* AÇÕES NECESSÁRIAS:
a - Copie sem alterações o trecho do texto sobre o ressarcimento ao SUS que começa nas palavras "A cobrança ocorre" e termina em "plano de saúde.".
b - Segundo o texto sobre o ressarcimento ao SUS, qual foi o valor total cobrado de ressarcimento de 2001 até julho?
c - Liste todos os percentuais mencionados no texto sobre o ressarcimento ao SUS.

Cerca de 30% das operadoras de planos de saúde alvos de cobrança de ressarcimento por atendimentos feitos a seus usuários no SUS ainda não pagaram nem 1% do valor que devem à rede pública.
Os dados de 2001 para cá foram tabulados pela Folha a partir de planilhas da ANS (Agência Nacional de Saúde Suplementar), órgão regulador e responsável por exigir esse valor de volta ao SUS.
A cobrança ocorre todas as vezes em que a agência, por meio de cruzamento de dados do Ministério da Saúde, verifica que um paciente foi atendido na rede pública para um serviço que poderia obter na rede suplementar -ou seja, dentro do que foi contratado com o seu plano de saúde.
Desde 2001, quando iniciou o monitoramento, até julho deste ano, foram cobrados R$ 2,1 bilhões de ressarcimento ao SUS por esses atendimentos. Na prática, 40% desse valor não foi pago nem parcelado para recebimento futuro, o equivalente a R$ 826 milhões (em valores nominais).

* INFORMAÇÕES FORNECIDAS:
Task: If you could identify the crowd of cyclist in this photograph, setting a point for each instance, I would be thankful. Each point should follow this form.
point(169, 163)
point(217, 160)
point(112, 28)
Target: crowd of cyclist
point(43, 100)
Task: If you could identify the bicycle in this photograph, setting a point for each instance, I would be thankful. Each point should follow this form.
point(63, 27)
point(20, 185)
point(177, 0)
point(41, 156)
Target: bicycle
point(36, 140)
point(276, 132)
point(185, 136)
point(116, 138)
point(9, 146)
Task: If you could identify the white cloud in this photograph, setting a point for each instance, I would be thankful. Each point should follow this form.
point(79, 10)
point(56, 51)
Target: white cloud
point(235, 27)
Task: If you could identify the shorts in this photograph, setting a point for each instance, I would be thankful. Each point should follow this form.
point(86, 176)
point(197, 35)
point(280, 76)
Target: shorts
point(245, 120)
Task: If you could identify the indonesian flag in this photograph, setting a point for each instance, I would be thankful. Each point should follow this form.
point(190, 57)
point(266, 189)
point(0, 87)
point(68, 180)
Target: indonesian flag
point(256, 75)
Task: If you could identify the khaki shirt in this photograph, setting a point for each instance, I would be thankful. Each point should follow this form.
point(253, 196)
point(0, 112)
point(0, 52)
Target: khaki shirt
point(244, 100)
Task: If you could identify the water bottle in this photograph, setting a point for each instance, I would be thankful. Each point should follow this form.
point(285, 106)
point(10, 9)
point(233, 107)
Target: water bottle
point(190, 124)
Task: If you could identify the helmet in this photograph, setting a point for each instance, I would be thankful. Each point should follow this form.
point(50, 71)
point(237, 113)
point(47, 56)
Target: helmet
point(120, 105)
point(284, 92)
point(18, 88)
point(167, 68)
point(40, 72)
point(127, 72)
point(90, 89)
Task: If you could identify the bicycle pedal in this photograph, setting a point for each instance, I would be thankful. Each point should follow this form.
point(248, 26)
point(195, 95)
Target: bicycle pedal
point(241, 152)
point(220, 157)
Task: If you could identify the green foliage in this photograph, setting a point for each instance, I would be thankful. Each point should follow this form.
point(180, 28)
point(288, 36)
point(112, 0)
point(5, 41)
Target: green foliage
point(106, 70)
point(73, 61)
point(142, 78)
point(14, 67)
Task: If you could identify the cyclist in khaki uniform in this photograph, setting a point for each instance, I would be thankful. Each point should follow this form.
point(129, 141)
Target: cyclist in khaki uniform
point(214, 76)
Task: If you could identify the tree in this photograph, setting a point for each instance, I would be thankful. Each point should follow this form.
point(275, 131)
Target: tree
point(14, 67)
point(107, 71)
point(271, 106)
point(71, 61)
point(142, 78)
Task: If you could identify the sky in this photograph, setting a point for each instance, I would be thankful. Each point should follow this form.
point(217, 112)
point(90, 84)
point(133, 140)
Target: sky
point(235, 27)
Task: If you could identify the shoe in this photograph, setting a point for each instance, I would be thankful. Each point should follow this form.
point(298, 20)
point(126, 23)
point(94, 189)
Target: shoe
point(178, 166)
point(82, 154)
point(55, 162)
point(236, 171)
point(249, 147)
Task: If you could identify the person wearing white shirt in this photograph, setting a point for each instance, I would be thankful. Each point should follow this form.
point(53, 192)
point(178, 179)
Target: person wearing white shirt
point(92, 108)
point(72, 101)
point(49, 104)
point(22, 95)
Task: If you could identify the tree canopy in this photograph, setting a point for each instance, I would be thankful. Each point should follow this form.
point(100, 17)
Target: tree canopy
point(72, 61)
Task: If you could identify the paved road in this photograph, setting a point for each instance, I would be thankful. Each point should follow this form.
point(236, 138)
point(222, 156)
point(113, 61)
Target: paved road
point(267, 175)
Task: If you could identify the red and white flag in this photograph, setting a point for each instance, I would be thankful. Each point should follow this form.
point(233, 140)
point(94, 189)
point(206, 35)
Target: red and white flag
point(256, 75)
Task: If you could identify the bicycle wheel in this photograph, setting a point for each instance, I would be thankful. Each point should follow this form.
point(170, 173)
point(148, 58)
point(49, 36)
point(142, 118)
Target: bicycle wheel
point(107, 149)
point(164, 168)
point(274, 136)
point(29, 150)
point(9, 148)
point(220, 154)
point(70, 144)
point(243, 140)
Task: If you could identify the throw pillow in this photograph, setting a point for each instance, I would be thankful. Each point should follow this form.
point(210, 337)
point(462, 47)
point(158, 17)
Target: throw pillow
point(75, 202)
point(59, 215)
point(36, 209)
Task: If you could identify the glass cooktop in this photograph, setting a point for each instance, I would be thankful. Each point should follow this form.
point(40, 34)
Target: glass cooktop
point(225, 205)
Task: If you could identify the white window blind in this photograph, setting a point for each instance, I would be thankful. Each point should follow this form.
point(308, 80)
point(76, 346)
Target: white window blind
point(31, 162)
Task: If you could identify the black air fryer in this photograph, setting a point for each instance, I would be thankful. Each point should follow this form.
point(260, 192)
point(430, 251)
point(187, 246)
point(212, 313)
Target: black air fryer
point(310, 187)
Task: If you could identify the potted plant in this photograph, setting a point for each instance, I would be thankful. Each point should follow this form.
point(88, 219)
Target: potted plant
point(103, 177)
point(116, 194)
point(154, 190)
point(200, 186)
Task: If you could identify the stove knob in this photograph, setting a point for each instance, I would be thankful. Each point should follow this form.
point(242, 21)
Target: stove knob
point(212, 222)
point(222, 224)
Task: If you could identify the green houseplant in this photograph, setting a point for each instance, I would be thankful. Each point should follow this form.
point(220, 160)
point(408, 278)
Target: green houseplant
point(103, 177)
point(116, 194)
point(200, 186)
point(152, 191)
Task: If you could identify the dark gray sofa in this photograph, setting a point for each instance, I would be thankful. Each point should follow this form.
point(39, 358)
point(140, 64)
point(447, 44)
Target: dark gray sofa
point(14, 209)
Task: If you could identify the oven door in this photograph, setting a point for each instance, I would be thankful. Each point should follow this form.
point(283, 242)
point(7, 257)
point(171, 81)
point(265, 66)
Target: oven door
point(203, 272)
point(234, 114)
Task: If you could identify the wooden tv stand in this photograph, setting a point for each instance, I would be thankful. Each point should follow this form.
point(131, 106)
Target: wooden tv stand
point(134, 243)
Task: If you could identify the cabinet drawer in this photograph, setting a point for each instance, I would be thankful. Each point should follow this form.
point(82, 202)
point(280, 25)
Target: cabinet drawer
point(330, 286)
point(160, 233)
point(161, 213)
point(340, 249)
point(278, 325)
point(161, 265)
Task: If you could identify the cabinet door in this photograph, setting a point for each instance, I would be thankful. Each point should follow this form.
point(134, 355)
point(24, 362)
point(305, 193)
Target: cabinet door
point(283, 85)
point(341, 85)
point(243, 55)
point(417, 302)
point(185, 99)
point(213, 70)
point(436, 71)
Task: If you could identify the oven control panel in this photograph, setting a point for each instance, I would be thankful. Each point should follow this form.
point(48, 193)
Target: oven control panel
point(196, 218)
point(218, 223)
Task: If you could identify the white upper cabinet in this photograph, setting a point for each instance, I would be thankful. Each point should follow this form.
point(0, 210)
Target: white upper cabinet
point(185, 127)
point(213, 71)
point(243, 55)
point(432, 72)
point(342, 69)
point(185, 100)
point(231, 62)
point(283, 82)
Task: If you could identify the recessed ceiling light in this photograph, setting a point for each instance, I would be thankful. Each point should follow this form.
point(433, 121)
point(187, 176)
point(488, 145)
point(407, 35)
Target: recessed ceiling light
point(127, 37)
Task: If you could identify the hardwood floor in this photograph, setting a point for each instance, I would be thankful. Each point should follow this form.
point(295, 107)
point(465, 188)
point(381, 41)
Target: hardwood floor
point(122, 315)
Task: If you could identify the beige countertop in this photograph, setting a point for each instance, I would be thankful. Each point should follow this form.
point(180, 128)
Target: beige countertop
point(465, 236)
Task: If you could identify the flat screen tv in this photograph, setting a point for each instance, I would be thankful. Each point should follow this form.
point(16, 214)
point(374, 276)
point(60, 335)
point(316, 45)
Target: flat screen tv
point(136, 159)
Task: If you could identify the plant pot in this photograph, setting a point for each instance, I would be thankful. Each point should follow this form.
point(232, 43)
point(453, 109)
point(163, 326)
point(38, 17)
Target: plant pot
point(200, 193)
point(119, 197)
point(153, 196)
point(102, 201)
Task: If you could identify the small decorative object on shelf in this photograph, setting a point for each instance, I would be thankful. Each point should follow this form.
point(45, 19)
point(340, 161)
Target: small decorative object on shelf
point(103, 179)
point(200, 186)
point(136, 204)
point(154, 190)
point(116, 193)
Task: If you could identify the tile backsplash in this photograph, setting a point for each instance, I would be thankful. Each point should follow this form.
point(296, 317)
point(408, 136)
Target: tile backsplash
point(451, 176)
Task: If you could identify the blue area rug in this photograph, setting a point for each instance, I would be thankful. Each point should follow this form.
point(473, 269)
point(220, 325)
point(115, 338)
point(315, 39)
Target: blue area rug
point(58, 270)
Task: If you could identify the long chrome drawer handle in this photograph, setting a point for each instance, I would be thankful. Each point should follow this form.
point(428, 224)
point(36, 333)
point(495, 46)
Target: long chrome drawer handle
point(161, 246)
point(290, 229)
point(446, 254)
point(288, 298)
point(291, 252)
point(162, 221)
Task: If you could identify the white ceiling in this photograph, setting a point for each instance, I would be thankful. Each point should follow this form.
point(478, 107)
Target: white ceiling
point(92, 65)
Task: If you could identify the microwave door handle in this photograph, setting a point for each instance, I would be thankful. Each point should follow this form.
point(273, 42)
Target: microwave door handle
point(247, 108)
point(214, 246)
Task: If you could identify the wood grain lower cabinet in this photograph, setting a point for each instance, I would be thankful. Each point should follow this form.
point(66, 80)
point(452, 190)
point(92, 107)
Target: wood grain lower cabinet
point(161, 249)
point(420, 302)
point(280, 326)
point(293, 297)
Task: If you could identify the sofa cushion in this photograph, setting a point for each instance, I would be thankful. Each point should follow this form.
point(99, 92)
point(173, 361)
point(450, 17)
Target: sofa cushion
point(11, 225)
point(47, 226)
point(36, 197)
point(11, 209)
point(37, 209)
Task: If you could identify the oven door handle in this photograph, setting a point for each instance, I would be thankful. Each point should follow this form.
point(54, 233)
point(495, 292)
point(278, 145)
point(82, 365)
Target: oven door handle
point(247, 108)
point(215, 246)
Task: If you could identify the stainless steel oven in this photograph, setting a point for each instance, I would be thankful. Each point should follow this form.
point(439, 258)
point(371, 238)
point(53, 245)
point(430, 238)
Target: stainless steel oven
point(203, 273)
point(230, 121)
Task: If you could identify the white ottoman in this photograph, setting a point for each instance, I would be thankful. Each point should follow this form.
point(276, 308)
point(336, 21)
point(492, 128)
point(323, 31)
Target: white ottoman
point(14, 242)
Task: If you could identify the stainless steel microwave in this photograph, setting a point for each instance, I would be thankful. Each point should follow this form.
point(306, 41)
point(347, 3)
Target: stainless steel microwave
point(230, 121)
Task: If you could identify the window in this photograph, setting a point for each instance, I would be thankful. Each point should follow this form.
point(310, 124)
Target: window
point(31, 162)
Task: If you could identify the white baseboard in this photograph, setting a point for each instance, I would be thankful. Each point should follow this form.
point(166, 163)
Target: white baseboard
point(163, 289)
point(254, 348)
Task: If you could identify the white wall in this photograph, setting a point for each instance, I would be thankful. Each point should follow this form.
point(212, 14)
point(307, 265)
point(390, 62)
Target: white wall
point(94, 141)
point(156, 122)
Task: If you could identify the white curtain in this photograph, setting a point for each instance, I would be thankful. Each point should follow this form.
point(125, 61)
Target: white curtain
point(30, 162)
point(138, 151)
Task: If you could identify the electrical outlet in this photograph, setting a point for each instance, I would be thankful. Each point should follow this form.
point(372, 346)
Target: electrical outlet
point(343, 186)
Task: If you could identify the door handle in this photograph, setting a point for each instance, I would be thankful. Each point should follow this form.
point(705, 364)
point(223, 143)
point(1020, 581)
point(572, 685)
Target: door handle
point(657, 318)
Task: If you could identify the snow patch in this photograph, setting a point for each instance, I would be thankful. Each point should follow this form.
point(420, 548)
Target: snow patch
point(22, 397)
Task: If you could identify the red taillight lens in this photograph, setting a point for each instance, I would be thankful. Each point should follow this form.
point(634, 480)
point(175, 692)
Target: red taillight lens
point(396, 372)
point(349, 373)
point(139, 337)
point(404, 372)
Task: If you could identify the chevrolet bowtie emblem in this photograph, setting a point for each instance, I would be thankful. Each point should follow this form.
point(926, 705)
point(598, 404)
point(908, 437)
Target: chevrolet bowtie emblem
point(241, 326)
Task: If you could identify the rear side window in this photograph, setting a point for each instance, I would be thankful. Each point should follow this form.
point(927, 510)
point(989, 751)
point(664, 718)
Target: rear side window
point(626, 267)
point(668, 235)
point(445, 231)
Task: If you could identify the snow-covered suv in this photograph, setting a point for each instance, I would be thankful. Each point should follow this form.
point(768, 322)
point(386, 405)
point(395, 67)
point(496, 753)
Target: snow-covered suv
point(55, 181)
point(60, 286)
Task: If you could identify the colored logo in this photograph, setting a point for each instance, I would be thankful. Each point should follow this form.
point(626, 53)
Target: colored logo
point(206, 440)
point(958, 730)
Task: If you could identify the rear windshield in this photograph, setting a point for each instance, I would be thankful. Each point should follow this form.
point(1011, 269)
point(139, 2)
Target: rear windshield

* RESULTADOS POR TAREFA:
a -
A cobrança ocorre todas as vezes em que a agência, por meio de cruzamento de dados do Ministério da Saúde, verifica que um paciente foi atendido na rede pública para um serviço que poderia obter na rede suplementar -ou seja, dentro do que foi contratado com o seu plano de saúde.

b - R$ 2,1 bilhões.

c - 30%, 1%, 40%